═════ TEXTO ═════

En mi vida laboral fui
funcionario de carrera. Ser funcionario, estar al servicio del Estado y por
tanto del ciudadano, implicaba aprobar una oposición más o menos dura y
competitiva. Sin embargo, opositar es un vocablo que produce -siempre fue así-
inquietud, temor y ansiedad. Cuando yo empezaba, mediados los sesenta del siglo
pasado, aún era considerado poco temible pues la proporción entre plazas y candidatos era liviana.
Pese a tal ventaja había que estar un año o dos “pelando codos” en el argot
habitual. Hablamos de una oposición convencional, la que servía para acceder a
los grupos A y B a través de una licenciatura o diplomatura respectivamente. Juez,
abogado del Estado, notario, registrador, etc. atemorizaban por su complejidad
y carácter endógeno. Individuos inteligentes y vigorosos tardaban sobre cuatro
años en aprobarlas. Algunos, muchos, fueron incapaces por el esfuerzo extraordinario
que entrañaba obtener plaza. Una vez aprobados, el futuro era prometedor, envidiable,
propio de la burguesía intelectual.

═════

TAREA PROPUESTA 1 -
Según el texto sobre las oposiciones, ¿cuánto tiempo tardaban en aprobar individuos inteligentes y vigorosos las oposiciones a juez, abogado del Estado, notario o registrador?
TAREA PROPUESTA 2 -
Cita literalmente el fragmento del texto sobre las oposiciones que va desde "Pese a tal ventaja" hasta "la burguesía intelectual.".
Para resolver el ejercicio no hace falta consultar las líneas.

═════ DATOS PROPORCIONADOS ═════

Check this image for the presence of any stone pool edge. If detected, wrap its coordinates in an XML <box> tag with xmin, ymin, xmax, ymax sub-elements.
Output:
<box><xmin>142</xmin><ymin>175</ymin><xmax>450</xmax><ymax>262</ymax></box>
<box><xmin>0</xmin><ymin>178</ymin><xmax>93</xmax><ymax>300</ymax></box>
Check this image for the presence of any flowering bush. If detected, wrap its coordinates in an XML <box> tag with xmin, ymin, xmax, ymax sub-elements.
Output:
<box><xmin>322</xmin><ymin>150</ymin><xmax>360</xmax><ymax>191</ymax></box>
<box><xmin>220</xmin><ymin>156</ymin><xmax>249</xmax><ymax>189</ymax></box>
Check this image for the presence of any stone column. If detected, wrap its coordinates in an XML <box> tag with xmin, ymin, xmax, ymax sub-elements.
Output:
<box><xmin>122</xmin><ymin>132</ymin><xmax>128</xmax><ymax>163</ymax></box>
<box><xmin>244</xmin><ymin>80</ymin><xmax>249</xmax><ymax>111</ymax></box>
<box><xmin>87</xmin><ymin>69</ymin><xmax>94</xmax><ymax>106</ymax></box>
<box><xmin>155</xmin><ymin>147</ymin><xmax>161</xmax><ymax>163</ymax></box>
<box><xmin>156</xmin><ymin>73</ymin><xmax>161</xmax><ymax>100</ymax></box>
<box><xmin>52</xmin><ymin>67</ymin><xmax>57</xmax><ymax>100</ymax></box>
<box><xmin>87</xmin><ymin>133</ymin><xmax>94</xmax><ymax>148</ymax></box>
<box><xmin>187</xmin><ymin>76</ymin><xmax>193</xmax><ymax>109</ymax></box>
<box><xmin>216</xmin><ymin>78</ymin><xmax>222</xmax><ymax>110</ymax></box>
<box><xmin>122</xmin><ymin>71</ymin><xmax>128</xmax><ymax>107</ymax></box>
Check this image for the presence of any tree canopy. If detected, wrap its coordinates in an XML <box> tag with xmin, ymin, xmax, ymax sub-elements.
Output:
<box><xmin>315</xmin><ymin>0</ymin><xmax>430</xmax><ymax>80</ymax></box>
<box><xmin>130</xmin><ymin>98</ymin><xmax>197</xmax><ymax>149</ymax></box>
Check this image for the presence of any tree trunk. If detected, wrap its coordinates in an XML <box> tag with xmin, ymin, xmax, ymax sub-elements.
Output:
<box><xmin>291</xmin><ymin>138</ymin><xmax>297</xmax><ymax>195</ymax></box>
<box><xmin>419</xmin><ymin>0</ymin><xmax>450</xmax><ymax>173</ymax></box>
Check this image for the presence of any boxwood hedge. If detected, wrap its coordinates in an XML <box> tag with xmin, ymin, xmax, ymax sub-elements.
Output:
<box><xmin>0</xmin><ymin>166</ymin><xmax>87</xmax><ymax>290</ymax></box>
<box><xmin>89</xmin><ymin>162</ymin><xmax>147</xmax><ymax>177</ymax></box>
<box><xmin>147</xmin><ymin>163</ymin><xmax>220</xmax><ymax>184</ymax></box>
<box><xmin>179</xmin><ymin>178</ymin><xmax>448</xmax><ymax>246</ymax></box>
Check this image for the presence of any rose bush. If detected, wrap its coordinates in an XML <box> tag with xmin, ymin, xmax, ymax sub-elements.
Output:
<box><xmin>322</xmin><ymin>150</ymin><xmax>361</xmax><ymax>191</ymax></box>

═════

SOLUCIÓN DEL EJERCICIO 1 -
Tardaban unos cuatro años en aprobarlas.

SOLUCIÓN DEL EJERCICIO 2 -
Pese a tal ventaja había que estar un año o dos “pelando codos” en el argot
habitual. Hablamos de una oposición convencional, la que servía para acceder a
los grupos A y B a través de una licenciatura o diplomatura respectivamente. Juez,
abogado del Estado, notario, registrador, etc. atemorizaban por su complejidad
y carácter endógeno. Individuos inteligentes y vigorosos tardaban sobre cuatro
años en aprobarlas. Algunos, muchos, fueron incapaces por el esfuerzo extraordinario
que entrañaba obtener plaza. Una vez aprobados, el futuro era prometedor, envidiable,
propio de la burguesía intelectual.